Health systems and care providers must be vigilant in ensuring that the models they implement foster better care and promote health equity and are not biased. Efforts must include a legal, regulatory and compliance review to decide who is in charge of various elements as well as how to avoid patient harm. The governance teams need to work with clinical and scientific experts to verify and ensure that any algorithms or AI have been vetted and tested, as well as set guidelines concerning obtaining patients’ permission to use AI and how to inform patients about the role AI plays in diagnosis or treatment. Whether appointing a Chief AI Officer (CAIO) or another executive to lead AI efforts, organizations need to bring in people with understanding of data and analytics who also understand the nature of health care business, at the highest levels in the organization.
In January 2020, Google Health, the branch of Google focused on health-related research, clinical tools, and partnerships for health care services, released an AI model trained on over 90,000 mammogram X-rays that the company said achieved better results than human radiologists. Google claimed that the algorithm could recognize more false negatives — the kind of images that look normal but contain breast cancer — than previous work. In a rebuttal in the journal Nature, over 19 coauthors affiliated with McGill University, the City University of New York (CUNY), Harvard University, and Stanford University said that the lack of detailed methods and code in Google’s research “undermines its scientific value.”
In their rebuttal, the coauthors of the Nature commentary point out that Google’s breast cancer model research lacks details, including a description of model development as well as the data processing and training pipelines used. Google omitted the definition of several hyper-parameters for the model’s architecture (the variables used by the model to make diagnostic predictions), and it also didn’t disclose the variables used to augment the dataset on which the model was trained.
Partly due to a reticence to release code, datasets, and techniques, much of the data used today to train AI algorithms for diagnosing diseases may perpetuate inequalities. A team of U.K. scientists found that almost all eye disease datasets come from patients in North America, Europe, and China, meaning eye disease-diagnosing algorithms are less certain to work well for racial groups from underrepresented countries. A study of a UnitedHealth Group algorithm determined that it could underestimate the number of Black patients in need of greater care by half. And, a growing body of work suggests that skin cancer-detecting algorithms tend to be less precise when used on Black patients, in part because AI models are trained mostly on images of light-skinned patients.

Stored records
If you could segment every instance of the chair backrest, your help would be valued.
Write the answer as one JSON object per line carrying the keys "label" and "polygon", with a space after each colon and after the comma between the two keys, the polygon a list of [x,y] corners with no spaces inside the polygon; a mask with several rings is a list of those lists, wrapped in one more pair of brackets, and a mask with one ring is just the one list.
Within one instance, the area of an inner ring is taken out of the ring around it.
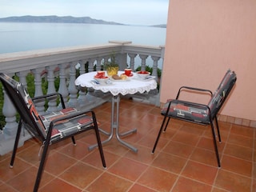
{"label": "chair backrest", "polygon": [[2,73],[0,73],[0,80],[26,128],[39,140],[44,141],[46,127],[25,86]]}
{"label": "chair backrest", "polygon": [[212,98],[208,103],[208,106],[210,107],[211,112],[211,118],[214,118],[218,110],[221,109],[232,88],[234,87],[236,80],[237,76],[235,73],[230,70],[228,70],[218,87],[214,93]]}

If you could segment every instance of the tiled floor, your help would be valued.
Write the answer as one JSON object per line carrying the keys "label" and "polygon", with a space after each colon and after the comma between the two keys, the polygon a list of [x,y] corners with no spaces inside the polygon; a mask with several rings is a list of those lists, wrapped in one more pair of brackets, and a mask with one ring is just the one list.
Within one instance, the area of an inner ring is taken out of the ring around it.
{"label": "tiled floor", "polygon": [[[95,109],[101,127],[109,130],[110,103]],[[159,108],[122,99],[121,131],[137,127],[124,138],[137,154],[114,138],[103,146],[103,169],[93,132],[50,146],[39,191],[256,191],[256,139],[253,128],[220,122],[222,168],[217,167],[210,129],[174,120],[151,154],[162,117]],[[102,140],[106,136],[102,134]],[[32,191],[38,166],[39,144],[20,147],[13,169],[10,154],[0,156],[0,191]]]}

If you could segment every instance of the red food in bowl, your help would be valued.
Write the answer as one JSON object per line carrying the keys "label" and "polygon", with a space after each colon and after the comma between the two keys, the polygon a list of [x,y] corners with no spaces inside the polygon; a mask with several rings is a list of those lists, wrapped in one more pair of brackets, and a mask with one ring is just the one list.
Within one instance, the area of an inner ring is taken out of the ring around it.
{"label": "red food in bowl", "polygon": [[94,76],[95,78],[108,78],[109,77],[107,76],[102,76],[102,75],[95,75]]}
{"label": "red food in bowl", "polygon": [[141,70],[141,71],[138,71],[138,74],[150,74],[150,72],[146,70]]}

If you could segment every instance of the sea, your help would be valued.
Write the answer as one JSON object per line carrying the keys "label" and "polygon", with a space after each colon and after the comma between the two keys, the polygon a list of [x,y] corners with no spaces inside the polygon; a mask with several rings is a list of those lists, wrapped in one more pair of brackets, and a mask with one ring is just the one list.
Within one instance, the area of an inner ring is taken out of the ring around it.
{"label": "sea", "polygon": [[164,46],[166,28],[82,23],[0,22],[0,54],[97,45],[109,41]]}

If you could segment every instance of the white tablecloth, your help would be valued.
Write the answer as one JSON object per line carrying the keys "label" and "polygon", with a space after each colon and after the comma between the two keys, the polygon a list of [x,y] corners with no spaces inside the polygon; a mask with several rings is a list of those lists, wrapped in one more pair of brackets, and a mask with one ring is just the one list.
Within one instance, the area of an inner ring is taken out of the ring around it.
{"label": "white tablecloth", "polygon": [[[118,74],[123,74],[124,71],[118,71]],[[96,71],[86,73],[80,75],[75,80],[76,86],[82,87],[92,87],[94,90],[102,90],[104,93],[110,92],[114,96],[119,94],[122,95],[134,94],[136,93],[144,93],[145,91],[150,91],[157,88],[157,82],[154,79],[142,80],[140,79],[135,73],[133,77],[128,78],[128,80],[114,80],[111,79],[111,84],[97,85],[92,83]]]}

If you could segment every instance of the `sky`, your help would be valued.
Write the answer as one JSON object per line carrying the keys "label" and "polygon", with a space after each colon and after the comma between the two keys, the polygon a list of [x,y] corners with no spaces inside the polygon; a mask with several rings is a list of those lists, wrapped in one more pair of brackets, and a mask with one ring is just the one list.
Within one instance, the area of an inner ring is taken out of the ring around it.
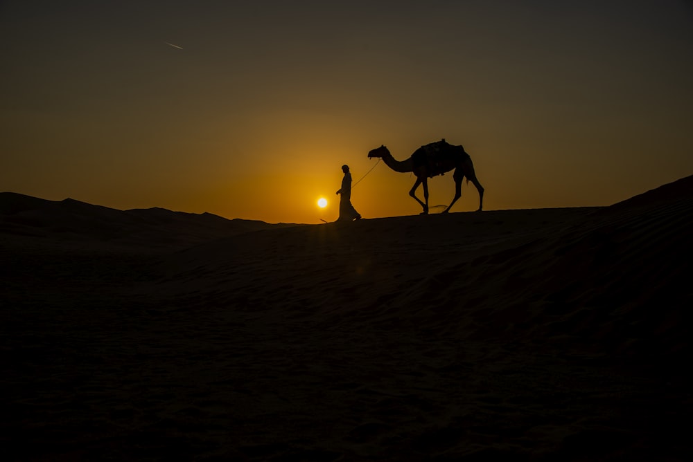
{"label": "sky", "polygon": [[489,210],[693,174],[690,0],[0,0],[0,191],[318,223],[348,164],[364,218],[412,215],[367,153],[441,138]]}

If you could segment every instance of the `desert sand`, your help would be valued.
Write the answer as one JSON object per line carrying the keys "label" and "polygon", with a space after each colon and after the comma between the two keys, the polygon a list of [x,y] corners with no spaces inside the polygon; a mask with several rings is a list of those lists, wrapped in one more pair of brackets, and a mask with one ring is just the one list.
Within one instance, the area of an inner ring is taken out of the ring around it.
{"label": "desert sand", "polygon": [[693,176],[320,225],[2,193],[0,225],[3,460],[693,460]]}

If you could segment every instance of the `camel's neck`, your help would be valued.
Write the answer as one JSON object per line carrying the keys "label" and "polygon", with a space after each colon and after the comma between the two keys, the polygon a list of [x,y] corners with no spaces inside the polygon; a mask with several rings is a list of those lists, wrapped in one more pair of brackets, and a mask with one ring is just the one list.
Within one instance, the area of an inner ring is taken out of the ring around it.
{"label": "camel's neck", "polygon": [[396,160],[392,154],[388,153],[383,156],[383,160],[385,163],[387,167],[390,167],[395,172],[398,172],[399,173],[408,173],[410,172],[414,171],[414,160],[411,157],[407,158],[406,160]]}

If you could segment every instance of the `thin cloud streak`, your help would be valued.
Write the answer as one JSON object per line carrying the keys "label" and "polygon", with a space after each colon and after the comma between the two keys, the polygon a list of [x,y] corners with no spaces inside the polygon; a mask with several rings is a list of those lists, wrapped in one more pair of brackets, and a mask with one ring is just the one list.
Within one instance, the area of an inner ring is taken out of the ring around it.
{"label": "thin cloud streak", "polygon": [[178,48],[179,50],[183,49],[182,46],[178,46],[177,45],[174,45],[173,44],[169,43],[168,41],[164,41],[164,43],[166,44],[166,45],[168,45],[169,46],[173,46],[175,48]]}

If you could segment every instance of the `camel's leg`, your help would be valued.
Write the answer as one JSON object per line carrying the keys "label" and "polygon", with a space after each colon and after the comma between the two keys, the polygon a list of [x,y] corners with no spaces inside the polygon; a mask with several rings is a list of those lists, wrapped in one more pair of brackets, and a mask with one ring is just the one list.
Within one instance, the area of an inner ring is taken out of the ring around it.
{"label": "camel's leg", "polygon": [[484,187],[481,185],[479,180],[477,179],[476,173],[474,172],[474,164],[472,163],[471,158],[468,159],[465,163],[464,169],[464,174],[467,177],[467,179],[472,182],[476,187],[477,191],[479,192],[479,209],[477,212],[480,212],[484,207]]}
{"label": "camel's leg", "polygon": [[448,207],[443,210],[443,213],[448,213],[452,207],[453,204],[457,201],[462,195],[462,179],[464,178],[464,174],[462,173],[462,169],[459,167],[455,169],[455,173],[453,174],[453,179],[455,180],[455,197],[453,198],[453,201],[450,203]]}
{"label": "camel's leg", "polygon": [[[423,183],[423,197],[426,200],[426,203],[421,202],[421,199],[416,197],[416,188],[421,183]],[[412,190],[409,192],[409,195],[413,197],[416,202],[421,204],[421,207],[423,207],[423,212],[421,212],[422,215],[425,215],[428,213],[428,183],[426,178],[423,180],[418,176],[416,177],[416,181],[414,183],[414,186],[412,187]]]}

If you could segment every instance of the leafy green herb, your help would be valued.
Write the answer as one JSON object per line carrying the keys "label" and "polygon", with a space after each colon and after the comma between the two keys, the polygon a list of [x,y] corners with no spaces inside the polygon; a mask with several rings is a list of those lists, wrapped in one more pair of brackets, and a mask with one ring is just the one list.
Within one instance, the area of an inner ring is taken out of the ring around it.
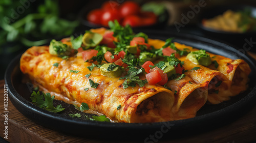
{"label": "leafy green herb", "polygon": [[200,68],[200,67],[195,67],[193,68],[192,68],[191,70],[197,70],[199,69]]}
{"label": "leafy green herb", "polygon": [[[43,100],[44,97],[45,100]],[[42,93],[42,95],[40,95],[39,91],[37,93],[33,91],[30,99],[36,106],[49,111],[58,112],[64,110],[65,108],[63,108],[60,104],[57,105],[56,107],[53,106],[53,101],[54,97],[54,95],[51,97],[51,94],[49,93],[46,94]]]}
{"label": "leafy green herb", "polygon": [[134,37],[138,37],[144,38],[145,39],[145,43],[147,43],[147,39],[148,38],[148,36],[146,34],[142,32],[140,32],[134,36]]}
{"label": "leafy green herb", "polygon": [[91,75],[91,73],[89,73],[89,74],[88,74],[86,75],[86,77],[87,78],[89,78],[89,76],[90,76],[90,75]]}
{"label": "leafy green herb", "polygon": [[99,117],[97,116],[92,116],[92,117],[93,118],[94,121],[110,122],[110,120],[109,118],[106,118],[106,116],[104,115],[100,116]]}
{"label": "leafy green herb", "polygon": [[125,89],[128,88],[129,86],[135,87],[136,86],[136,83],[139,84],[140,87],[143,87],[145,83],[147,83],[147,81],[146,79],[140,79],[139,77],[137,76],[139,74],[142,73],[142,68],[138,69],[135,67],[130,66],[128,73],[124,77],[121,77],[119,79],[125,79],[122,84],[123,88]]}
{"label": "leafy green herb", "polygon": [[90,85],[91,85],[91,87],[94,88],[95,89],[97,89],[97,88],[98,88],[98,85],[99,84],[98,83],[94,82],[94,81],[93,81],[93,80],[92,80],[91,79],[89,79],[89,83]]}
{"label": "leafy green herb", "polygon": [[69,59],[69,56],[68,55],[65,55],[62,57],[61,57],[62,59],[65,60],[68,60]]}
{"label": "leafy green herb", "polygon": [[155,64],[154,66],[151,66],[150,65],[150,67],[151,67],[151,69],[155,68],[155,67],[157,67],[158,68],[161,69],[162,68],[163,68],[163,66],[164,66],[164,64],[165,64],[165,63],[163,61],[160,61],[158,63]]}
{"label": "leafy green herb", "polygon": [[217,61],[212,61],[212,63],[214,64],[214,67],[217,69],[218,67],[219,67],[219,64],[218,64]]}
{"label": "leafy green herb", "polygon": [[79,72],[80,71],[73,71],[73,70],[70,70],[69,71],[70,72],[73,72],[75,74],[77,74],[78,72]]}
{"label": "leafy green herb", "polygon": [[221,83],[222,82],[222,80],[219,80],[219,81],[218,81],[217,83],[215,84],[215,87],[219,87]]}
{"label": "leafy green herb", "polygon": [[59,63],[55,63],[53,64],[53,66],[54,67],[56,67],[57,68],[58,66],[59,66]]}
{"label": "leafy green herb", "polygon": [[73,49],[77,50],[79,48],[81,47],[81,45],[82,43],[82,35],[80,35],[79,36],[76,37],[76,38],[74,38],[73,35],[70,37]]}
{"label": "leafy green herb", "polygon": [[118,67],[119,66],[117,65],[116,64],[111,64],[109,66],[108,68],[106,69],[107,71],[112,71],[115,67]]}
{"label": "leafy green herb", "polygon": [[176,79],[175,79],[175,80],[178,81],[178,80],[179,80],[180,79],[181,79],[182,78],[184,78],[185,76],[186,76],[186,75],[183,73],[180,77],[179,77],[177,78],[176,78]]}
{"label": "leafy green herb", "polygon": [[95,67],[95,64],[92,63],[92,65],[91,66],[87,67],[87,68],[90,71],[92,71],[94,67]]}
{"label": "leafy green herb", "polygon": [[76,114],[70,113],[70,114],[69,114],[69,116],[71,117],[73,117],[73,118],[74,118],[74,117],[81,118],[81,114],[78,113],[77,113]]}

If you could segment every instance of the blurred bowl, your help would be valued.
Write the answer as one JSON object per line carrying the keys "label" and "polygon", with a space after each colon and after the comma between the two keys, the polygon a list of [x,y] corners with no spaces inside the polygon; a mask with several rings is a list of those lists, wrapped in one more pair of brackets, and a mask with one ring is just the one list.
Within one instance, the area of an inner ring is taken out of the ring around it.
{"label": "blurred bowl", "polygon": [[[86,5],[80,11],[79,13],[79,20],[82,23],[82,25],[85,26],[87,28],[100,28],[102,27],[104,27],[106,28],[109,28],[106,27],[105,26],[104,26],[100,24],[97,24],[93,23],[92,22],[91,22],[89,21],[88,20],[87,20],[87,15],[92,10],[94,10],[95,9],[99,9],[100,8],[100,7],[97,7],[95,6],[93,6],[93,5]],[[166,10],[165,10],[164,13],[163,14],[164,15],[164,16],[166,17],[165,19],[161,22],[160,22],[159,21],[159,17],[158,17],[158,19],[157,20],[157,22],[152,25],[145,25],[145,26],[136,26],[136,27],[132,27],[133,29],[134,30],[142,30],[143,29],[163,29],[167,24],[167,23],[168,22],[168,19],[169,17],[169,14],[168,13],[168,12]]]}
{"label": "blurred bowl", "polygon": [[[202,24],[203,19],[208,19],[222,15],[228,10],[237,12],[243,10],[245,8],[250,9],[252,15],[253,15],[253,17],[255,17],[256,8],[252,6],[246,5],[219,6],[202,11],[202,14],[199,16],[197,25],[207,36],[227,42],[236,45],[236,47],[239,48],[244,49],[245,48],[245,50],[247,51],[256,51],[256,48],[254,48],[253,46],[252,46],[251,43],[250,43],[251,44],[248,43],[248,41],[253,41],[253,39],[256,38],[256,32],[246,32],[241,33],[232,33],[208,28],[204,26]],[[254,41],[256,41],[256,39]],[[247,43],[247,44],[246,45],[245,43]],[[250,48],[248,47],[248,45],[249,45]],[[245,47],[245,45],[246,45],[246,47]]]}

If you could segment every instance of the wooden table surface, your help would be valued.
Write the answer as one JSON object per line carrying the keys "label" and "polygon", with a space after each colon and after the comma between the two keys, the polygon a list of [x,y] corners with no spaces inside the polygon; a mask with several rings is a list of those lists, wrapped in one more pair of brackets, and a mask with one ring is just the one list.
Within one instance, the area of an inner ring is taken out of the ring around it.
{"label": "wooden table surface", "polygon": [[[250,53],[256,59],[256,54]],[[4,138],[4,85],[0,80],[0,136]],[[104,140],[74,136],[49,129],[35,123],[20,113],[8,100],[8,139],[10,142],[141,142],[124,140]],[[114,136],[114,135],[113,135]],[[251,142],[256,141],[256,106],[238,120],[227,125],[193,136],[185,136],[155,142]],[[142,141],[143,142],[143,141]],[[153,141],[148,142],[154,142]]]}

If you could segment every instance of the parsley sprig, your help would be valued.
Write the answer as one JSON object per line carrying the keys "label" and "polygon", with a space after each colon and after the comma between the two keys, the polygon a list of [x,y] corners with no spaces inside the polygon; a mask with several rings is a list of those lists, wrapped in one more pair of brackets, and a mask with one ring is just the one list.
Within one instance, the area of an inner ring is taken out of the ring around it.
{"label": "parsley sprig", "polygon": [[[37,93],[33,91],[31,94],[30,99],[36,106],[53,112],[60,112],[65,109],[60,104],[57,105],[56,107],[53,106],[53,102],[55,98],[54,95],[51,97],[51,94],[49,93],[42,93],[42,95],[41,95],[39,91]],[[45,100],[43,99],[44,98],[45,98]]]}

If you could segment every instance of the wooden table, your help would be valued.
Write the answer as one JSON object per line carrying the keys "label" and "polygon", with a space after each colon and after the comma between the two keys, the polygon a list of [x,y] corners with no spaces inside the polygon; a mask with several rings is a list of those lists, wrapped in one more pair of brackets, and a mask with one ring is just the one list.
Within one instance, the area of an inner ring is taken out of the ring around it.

### Description of the task
Extract the portion of the passage on AI in health care starting with "Health systems and" and going on through "in the organization.". These rows have no connection to the passage on AI in health care.

### Result for this exercise
Health systems and care providers must be vigilant in ensuring that the models they implement foster better care and promote health equity and are not biased. Efforts must include a legal, regulatory and compliance review to decide who is in charge of various elements as well as how to avoid patient harm. The governance teams need to work with clinical and scientific experts to verify and ensure that any algorithms or AI have been vetted and tested, as well as set guidelines concerning obtaining patients’ permission to use AI and how to inform patients about the role AI plays in diagnosis or treatment. Whether appointing a Chief AI Officer (CAIO) or another executive to lead AI efforts, organizations need to bring in people with understanding of data and analytics who also understand the nature of health care business, at the highest levels in the organization.